[To be done]
Write the material out again exactly.
BEGIN
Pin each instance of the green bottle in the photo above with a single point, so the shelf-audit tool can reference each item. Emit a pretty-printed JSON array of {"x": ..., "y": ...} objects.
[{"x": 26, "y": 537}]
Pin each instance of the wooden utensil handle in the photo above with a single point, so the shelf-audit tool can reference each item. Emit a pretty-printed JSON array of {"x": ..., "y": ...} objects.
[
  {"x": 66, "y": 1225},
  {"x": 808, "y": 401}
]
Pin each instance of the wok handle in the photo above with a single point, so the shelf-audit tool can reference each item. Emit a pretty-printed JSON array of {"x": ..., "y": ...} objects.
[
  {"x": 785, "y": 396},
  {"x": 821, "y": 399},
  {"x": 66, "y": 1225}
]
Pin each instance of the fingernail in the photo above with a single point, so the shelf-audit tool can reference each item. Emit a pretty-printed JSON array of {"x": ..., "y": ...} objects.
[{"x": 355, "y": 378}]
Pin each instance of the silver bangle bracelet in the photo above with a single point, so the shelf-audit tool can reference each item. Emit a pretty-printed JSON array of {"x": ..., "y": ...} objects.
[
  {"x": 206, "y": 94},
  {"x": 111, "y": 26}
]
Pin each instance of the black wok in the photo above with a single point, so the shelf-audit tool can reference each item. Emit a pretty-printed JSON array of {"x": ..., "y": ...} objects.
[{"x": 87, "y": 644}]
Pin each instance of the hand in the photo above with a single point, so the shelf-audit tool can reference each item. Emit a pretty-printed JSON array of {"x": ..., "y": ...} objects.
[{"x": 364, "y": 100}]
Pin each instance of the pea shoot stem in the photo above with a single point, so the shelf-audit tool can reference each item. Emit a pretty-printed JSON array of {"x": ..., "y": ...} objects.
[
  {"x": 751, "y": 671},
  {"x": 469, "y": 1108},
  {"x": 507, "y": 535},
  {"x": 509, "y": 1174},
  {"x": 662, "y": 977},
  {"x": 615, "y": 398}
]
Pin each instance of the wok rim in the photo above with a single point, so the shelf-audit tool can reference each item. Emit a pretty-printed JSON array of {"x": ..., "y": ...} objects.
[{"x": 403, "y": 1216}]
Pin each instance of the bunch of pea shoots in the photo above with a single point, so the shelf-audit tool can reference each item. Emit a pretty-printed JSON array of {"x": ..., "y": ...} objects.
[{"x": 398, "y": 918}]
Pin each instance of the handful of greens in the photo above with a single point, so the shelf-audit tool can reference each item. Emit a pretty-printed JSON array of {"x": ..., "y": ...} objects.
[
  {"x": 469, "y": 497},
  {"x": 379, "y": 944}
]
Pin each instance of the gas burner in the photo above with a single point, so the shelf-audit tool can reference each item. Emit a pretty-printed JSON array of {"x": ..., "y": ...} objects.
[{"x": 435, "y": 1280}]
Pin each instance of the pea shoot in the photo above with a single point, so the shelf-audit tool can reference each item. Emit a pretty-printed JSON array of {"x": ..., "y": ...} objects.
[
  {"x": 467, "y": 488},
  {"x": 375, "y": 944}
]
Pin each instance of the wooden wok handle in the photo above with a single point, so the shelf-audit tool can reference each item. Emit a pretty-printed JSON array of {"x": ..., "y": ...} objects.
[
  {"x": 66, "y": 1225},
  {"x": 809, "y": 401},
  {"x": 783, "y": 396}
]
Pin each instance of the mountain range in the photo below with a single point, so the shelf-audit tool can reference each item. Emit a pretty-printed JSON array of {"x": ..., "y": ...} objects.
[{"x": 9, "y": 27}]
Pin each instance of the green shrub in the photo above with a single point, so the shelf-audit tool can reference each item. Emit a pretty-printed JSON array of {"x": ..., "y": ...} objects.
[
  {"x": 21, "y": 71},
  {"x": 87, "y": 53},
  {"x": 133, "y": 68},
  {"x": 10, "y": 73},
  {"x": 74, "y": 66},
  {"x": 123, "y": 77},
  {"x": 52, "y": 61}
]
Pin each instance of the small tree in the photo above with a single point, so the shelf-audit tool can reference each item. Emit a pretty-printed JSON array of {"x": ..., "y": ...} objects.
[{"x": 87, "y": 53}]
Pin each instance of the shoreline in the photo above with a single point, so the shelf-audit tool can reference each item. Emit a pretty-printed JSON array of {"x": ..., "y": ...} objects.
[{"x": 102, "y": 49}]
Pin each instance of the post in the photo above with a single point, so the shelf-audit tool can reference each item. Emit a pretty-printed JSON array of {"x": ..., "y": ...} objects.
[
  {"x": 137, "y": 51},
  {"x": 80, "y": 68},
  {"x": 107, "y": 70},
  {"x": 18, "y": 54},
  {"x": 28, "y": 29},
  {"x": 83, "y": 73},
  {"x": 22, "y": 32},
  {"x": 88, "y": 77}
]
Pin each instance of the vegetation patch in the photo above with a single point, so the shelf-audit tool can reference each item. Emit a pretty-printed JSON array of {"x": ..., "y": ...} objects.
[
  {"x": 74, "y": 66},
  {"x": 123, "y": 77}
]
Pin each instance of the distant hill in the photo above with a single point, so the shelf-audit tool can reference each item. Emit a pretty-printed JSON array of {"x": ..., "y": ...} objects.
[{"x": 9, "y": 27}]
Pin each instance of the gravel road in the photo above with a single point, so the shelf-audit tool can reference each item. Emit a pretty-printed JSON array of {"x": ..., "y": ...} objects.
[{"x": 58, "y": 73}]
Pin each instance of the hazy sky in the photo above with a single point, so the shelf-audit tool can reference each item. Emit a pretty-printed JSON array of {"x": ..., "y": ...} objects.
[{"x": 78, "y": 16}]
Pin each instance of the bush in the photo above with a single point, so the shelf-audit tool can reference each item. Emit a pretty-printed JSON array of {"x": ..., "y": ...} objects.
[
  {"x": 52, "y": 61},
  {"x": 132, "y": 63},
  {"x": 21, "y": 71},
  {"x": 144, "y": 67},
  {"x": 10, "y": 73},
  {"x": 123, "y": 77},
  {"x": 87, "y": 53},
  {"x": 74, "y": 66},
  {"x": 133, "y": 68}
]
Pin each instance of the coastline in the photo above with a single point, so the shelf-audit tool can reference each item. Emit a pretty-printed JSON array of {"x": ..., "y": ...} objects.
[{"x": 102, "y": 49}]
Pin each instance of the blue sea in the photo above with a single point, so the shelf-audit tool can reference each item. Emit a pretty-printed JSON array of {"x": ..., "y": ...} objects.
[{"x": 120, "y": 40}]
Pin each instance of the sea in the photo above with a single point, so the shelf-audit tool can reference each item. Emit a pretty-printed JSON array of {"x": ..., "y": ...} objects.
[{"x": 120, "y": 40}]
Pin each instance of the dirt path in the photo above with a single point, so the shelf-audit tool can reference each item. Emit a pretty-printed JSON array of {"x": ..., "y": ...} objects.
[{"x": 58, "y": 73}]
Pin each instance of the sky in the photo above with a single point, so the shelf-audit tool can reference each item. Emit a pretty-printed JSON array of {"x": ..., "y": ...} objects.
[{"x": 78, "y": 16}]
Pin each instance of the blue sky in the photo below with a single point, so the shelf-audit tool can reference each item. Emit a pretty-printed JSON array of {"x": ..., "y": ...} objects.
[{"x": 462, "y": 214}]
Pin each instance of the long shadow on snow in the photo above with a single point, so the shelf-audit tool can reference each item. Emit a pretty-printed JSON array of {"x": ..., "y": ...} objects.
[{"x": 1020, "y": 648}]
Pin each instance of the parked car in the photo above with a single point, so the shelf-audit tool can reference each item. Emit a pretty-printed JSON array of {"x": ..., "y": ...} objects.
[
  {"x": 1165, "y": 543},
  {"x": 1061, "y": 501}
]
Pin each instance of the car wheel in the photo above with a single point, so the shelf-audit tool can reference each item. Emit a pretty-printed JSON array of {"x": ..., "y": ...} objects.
END
[Answer in full]
Pin each instance of the green bottle in the photo above with a single point, so the shelf-audit tool can reference each item. Emit a pretty-printed JSON array of {"x": ..., "y": ...} objects.
[{"x": 26, "y": 537}]
Pin each instance of the wooden utensil handle in the photo above with a single point, so the shelf-audit tool can reference each item. Emit a pretty-printed JSON array of {"x": ..., "y": ...} objects.
[
  {"x": 66, "y": 1225},
  {"x": 808, "y": 401}
]
Pin each instance of the wok handle in the photo above with a single point, so the shelf-audit tool can reference each item. Emit a pretty-printed JSON array of {"x": ..., "y": ...} objects.
[
  {"x": 785, "y": 396},
  {"x": 821, "y": 399},
  {"x": 66, "y": 1225}
]
Pin each instance of the fingernail in the photo above with a single point, so the shelf-audit tool can reference each item. Emit a pretty-printed JSON array of {"x": ..., "y": ...} objects.
[{"x": 355, "y": 378}]
Pin each instance of the silver bangle bracelet in the photo above with a single point, so the shelf-audit tool can reference each item. Emit a pretty-printed JSON array of {"x": ..., "y": ...} objects.
[
  {"x": 206, "y": 94},
  {"x": 111, "y": 26}
]
Pin each instance of the black wok in the photo above with a single point, so the shelf-audit tool can reference each item. Emit a pretty-printed JSON array of {"x": ..., "y": ...} objects.
[{"x": 87, "y": 644}]
Pin each instance of the hand in the photo above with a single point, so the shelf-audit tool can reference each item. Emit a pretty-printed JSON array of {"x": ..., "y": ...} objects.
[{"x": 364, "y": 100}]
Pin each instance of the pea shoot stem in the photo above with a single point, so the shelf-audit tool can reference each item. Emit a pretty-printed JSON array of {"x": ..., "y": ...} objects.
[
  {"x": 751, "y": 671},
  {"x": 469, "y": 1108},
  {"x": 507, "y": 535},
  {"x": 509, "y": 1174},
  {"x": 662, "y": 977},
  {"x": 615, "y": 398}
]
Pin each instance of the wok rim in the photo above with a single point, so the shelf-audit tool can reference each item. Emit a pretty-printed JSON array of {"x": ..., "y": ...} objects.
[{"x": 403, "y": 1216}]
Pin each instance of the bunch of pea shoots in the photo above with a single point, so the shelf-audit tool can reference each item. Emit a pretty-printed JSON array of {"x": ..., "y": ...} objects.
[{"x": 398, "y": 918}]
Pin each instance of the handful of greens in the photo above with a single point, so the shelf-audit tool can reference each item. Emit a pretty-printed JSON array of {"x": ..., "y": ...} objects.
[
  {"x": 469, "y": 497},
  {"x": 379, "y": 944}
]
Pin each instance of the gas burner in the photo above with a single point, so the shelf-audit tool can reference each item. Emit a pretty-printed JSON array of {"x": ..., "y": ...} objects.
[{"x": 435, "y": 1280}]
Pin each instance of the pea shoot in the photo above with a single point, so the shelf-audit tool can reference each item. Emit a pretty-printed JSON array of {"x": ..., "y": ...} objects.
[
  {"x": 467, "y": 488},
  {"x": 375, "y": 944}
]
Pin each instance of the wooden wok handle in the photo above with a single point, so the shelf-audit tool can reference each item. Emit a pretty-printed JSON array of {"x": ..., "y": ...} objects.
[
  {"x": 66, "y": 1225},
  {"x": 809, "y": 401},
  {"x": 783, "y": 396}
]
Pin each instance of the mountain range in the photo below with a single point, so the shelf-audit tool can reference each item. Emit a pretty-printed JSON array of {"x": ..., "y": ...} objects.
[{"x": 9, "y": 27}]
Pin each instance of the green shrub in the photo above with a single point, so the shelf-audit tool can reference each item. Emit a pretty-printed JSON array of {"x": ..., "y": ...} objects.
[
  {"x": 21, "y": 71},
  {"x": 87, "y": 53},
  {"x": 133, "y": 68},
  {"x": 10, "y": 73},
  {"x": 74, "y": 66},
  {"x": 123, "y": 77},
  {"x": 52, "y": 61}
]
Pin each instance of the small tree in the photo above with a single point, so the shelf-audit tool can reference each item. Emit a pretty-printed JSON array of {"x": ..., "y": ...} objects.
[{"x": 87, "y": 53}]
Pin each instance of the shoreline in the photo above with a single point, so the shelf-audit tool can reference each item. Emit a pretty-printed JSON array of {"x": ..., "y": ...} objects.
[{"x": 102, "y": 49}]
Pin each instance of the post in the photo above with a single point, so the shelf-audit tool can reference each item. Emit a pretty-printed JSON array of {"x": ..., "y": ...} objects.
[
  {"x": 137, "y": 51},
  {"x": 80, "y": 68},
  {"x": 107, "y": 70},
  {"x": 18, "y": 54},
  {"x": 28, "y": 29},
  {"x": 83, "y": 73},
  {"x": 22, "y": 32},
  {"x": 88, "y": 77}
]
Pin each instance of the vegetation patch in the photo above with a single point, so the shelf-audit tool can reference each item. Emit a pretty-printed JSON array of {"x": ..., "y": ...} objects.
[
  {"x": 74, "y": 66},
  {"x": 123, "y": 77}
]
Pin each instance of the distant hill in the photo above with a single point, so the shelf-audit tool can reference each item. Emit a pretty-printed JSON array of {"x": ..., "y": ...} objects.
[{"x": 9, "y": 27}]
Pin each instance of the gravel road in the photo above with a single point, so the shelf-audit tool can reference each item. Emit a pretty-printed JSON array of {"x": ..., "y": ...} objects.
[{"x": 58, "y": 73}]
Pin each instance of the hazy sky in the photo above with a single point, so the shelf-audit tool can reference each item. Emit a pretty-printed JSON array of {"x": ..., "y": ...} objects.
[{"x": 78, "y": 16}]
Pin each instance of the bush in the photo above with a single point, so the shelf-audit tool can reference each item. Emit a pretty-printed JSON array of {"x": ..., "y": ...} objects.
[
  {"x": 52, "y": 61},
  {"x": 132, "y": 63},
  {"x": 21, "y": 71},
  {"x": 144, "y": 67},
  {"x": 10, "y": 73},
  {"x": 123, "y": 77},
  {"x": 87, "y": 53},
  {"x": 74, "y": 66},
  {"x": 133, "y": 68}
]
Pin each instance of the coastline in the photo above with a single point, so the shelf-audit tool can reference each item. Emit a pretty-printed JSON array of {"x": ..., "y": ...} objects.
[{"x": 102, "y": 49}]
Pin each instance of the blue sea in the photo above with a single point, so the shelf-audit tool can reference each item. Emit a pretty-printed JSON array of {"x": ..., "y": ...} objects.
[{"x": 120, "y": 40}]
Pin each instance of the sea in the photo above with a single point, so the shelf-audit tool can reference each item. Emit a pretty-printed JSON array of {"x": ..., "y": ...} objects.
[{"x": 120, "y": 40}]
Pin each instance of the dirt path in the photo above with a single point, so the shelf-audit tool can reference each item. Emit a pretty-printed JSON array of {"x": ..., "y": ...} objects.
[{"x": 58, "y": 73}]
Pin each instance of the sky in the photo above with a single point, so the shelf-audit tool can reference each item. Emit a pretty-printed JSON array of {"x": ..., "y": ...} objects.
[{"x": 78, "y": 16}]
Pin each instance of the blue sky in the photo below with a single point, so the shelf-audit tool can reference each item. Emit a pretty-printed JSON array of {"x": ..., "y": ...} objects.
[{"x": 462, "y": 214}]
Pin each instance of the long shadow on snow in the photo above with a single point, so the shelf-audit tool can reference each item. Emit a pretty-printed JSON array of {"x": ..., "y": ...} objects.
[{"x": 1020, "y": 648}]
Pin each instance of the parked car in the photo above with a single point, so the shelf-audit tool can reference each item. Emit a pretty-printed JSON array of {"x": ..., "y": ...} objects.
[
  {"x": 1165, "y": 543},
  {"x": 1061, "y": 501}
]
Pin each instance of the car wheel in the photo above with a single point, so the shelf-audit tool can reference each item. Emit a pretty-printed JSON array of {"x": ..., "y": ...} objects.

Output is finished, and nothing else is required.